> EXERCISE AIM: Once the pictures are set aside, reproduce the remaining data exactly.

Start of Block

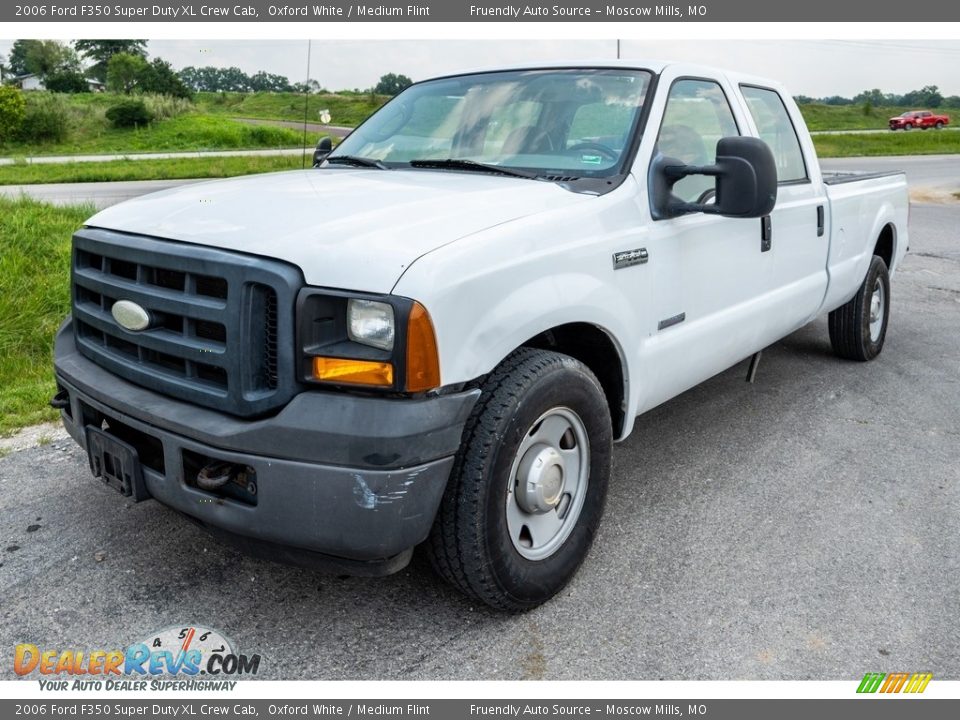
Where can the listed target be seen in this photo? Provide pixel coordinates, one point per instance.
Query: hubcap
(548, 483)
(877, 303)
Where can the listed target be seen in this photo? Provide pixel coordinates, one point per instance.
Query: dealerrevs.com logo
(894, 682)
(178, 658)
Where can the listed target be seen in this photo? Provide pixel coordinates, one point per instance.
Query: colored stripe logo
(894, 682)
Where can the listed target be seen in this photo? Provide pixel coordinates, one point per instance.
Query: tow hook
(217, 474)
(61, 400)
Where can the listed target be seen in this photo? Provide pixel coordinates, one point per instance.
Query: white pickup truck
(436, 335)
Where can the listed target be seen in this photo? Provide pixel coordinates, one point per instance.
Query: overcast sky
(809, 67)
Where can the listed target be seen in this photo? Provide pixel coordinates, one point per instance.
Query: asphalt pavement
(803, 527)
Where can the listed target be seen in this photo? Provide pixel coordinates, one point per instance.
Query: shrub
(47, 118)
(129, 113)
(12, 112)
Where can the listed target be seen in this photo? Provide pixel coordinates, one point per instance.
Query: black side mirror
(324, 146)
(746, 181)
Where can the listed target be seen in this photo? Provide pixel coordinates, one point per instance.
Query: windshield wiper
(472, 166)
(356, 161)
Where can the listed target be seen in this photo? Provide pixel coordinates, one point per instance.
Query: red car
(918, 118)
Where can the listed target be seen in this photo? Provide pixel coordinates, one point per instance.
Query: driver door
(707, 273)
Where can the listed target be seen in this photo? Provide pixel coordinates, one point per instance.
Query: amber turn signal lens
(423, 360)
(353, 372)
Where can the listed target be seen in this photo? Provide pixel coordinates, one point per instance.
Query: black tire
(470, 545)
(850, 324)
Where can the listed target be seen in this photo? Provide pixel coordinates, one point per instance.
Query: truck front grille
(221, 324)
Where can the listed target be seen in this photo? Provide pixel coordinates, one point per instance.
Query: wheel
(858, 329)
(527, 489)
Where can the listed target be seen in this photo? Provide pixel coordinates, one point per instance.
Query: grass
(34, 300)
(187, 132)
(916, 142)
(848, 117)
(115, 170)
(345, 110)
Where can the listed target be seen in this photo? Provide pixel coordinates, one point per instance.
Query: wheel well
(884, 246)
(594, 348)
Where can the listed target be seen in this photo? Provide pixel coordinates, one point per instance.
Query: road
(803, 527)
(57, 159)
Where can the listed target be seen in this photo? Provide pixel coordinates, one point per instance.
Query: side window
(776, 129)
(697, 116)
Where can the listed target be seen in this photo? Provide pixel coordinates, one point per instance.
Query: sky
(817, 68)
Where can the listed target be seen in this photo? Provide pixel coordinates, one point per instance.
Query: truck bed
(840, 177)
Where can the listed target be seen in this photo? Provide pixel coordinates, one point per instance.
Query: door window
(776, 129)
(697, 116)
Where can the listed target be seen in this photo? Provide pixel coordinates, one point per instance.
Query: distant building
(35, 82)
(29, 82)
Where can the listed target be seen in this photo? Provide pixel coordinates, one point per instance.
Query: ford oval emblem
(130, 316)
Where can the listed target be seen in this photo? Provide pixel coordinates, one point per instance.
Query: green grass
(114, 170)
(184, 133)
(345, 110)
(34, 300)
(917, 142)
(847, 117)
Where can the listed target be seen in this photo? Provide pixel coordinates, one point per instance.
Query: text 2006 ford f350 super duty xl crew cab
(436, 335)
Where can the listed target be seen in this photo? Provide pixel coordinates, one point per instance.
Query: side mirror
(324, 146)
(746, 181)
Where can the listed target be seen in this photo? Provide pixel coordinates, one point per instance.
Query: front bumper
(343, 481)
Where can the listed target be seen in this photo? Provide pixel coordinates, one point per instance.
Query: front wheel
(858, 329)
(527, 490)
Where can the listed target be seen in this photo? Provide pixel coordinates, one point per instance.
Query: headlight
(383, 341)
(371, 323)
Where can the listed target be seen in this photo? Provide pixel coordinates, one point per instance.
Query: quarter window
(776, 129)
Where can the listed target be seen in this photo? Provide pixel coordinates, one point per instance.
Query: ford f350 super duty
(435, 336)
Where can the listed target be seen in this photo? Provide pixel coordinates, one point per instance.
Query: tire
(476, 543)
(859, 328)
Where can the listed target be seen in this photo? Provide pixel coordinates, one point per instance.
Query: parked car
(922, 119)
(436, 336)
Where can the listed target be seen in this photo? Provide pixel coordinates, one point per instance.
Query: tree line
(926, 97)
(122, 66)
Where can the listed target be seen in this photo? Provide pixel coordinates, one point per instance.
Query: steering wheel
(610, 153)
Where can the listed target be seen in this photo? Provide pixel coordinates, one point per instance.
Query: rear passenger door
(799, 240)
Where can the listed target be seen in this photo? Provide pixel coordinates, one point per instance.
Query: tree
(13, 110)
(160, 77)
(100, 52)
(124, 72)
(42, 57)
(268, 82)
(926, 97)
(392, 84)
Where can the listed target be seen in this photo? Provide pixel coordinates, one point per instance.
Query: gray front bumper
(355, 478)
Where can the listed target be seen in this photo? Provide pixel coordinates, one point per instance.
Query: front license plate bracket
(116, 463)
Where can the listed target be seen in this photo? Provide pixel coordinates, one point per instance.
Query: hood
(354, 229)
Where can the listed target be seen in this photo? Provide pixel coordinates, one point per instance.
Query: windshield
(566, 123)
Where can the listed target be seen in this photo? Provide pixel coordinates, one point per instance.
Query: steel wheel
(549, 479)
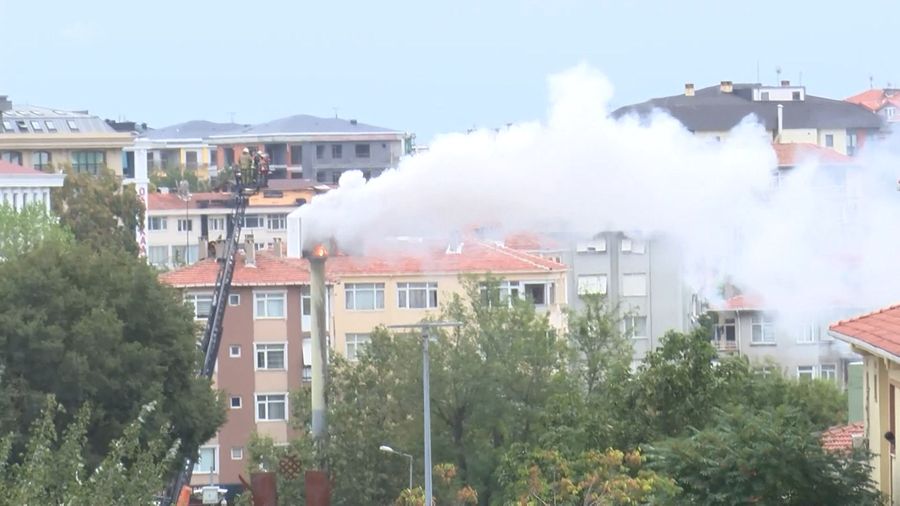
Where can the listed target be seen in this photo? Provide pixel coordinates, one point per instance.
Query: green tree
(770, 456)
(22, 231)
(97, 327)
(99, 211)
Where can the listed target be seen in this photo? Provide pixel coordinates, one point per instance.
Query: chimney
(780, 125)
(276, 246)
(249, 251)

End of Block

> TASK RESULT:
Where can the listed target be seen in this photo? Provide pixel coordinates, one point per instance.
Query: hubcap
(548, 483)
(877, 303)
Where can the listed target be seen in this photo? Provide pixel coordinates, one point per instance.
Query: dealerrevs.com logo
(894, 682)
(178, 658)
Where can the listed target be seen in this photo? Provide pixel coordinates, one point per instance.
Query: colored stripe logo
(894, 682)
Where can the listed target be seen in this photo? Provide pixel coordinates, one point per instance.
Query: tow hook
(217, 474)
(61, 400)
Where can the listed target be seen in this photo? Provide pixel coordinates, one point per instance.
Query: white pickup truck
(436, 335)
Where can the listed target be seen in this photo? Provide pixel coordinates, one point per instance.
Query: overcast sky
(809, 67)
Where can the listed target be seen in this photo? Provide pixel coordinates, one point per instance.
Query: asphalt pavement
(803, 527)
Where can the listed target be seen in this photo? Provide pixel coordinates, one point per instance.
Query: shrub
(47, 118)
(129, 113)
(12, 112)
Where can the listed target be seen in this photo? Provide pixel coordinates, one point per instance.
Query: black side mirror
(324, 146)
(746, 181)
Where can the listed target be seen in this photo? Provide pixel coordinates, one point per instance.
Query: windshield wiper
(472, 166)
(356, 161)
Where can the listed target be seen in this photo? Provide pixel coordinates, one point per instance.
Query: red car
(918, 118)
Where can the listed target be seen in this photo? Provide pixel coordinates, one point per instance.
Query: driver door
(707, 273)
Where can the listed target be seen in this photo? Provide pixel coordinates, one point per instance.
Query: amber turn signal lens
(423, 360)
(353, 372)
Where can the listed target be seen in this photo? Provide pixel coordinates, one point per instance.
Query: black tire
(470, 545)
(850, 324)
Where can the listed target be seen in this photo? Provide pixel coordinates, one point per instance.
Query: truck front grille
(221, 324)
Where can the listed target be seen in this photo? Provide pixel coordinates, one point per instance.
Query: wheel
(858, 329)
(527, 489)
Where can the listed target be seen in this photo? Provide pixel coordinates, one point per instance.
Query: grass
(34, 300)
(187, 132)
(916, 142)
(848, 117)
(115, 170)
(345, 110)
Where can the listed target be seen in this photo? Provide pixel coordinates, one point per instance.
Query: wheel well
(884, 246)
(594, 348)
Where can the listed target be seen in this photo? Provide pixel coordinates, one point per instance.
Query: road
(803, 527)
(57, 159)
Where can the listed target be seen in this photo? Provide pixel coordinates, one point per instance.
Query: side window
(776, 129)
(697, 116)
Where can the listed target be seen in this photo? Provide pixel coordinates, one point per instance.
Query: sky
(817, 68)
Where can the listed target be seen in this photo? Provide pixel coordinates, one point per instance.
Query: truck bed
(840, 177)
Where can the listed target be seen in this photo? Provide pixel coordinates, one point per instance.
Query: door window
(776, 129)
(697, 116)
Where can the listed target be seen in this photo? Provide pixel coordinates, one point per instance.
Query: distant building
(35, 82)
(29, 82)
Where can the listed target be seen in this photo? Provide pixel coordinates, one point per instance.
Query: ford oval emblem
(130, 316)
Where can the listed target be seen in this photo? Provide pixel coordinates, one point per instance.
Query: green grass
(114, 170)
(184, 133)
(345, 110)
(34, 300)
(917, 142)
(847, 117)
Where can the listed target be seen in this photo? Provide pixel coordinates, one point per instance.
Query: text 2006 ford f350 super duty xl crew cab
(436, 335)
Where can the listed target be seen in this photo? Provide pixel coordinates, one point per instance.
Query: side mirror
(324, 146)
(746, 181)
Where can the listed target be seen in this photo? Provide pixel coordinates, one point per instance.
Query: front bumper
(343, 481)
Where can the listed target be seen in this photo? Provide pixel coordinates, one point per instance.
Query: front wheel
(858, 329)
(527, 490)
Where can the listed target be seen in this photo? Provide pixel coordinates, one point per instance.
Query: headlight
(383, 341)
(371, 323)
Where can the listed target be seen in this photo? Provide pixel coordinates, one point per instance.
Query: quarter window
(776, 129)
Where can the listed target be seen in this photo? Provide pixel coordinates, one point per instance.
Query: ford f350 super duty
(435, 336)
Where can the listed target be seen in this photo? Provide pixel coordinates, one point per instance.
Query: tire
(476, 543)
(859, 328)
Where can the listed target be seen in this photo? Provide pixel coordinates, one point per instance.
Query: parked car
(922, 119)
(436, 336)
Where can the listed target be seen in this photo? Provide pixel coordinates, one point per instance.
Query: tree line
(926, 97)
(122, 66)
Where can the listed target be seen in this photo? Provide pixel coordinates, one point per instance.
Query: steering wheel
(610, 153)
Where can the listed target be seen in this photo? Provide pixel coordinates, one point per instance.
Query: rear passenger door
(799, 240)
Where can the listed target be seen in this photo? Provide pixel coordinates, one point per instance.
Query: tree
(13, 110)
(160, 77)
(100, 52)
(124, 72)
(42, 57)
(268, 82)
(926, 97)
(392, 84)
Where can the listed target be seen in this photo? Provide pixel coordinates, one point per instance.
Query: gray front bumper
(355, 478)
Where can the listed target be seen in this photo? Provide pixel coordinates, one point per instance.
Query: front license plate bracket
(116, 463)
Where can the listed target be seen in this photo? Provide pixel coordinates, one point per instance.
Query: hood
(354, 229)
Where can the listed target be seen in this photo? Provide pixel coordinates, one point per instance.
Query: windshield
(566, 123)
Where can the listed target be seen in this photo? Provide pixel coordinates, one point per instance.
Query: steel wheel
(549, 479)
Where can the listed target be seen in this photo? Provide pixel coordinates, one point per instance.
Query: green tree
(770, 456)
(22, 231)
(97, 327)
(99, 211)
Where can the listed target be seen in this photo? Provide pixel coordinates, one point per instance.
Query: chimney
(780, 125)
(276, 246)
(249, 251)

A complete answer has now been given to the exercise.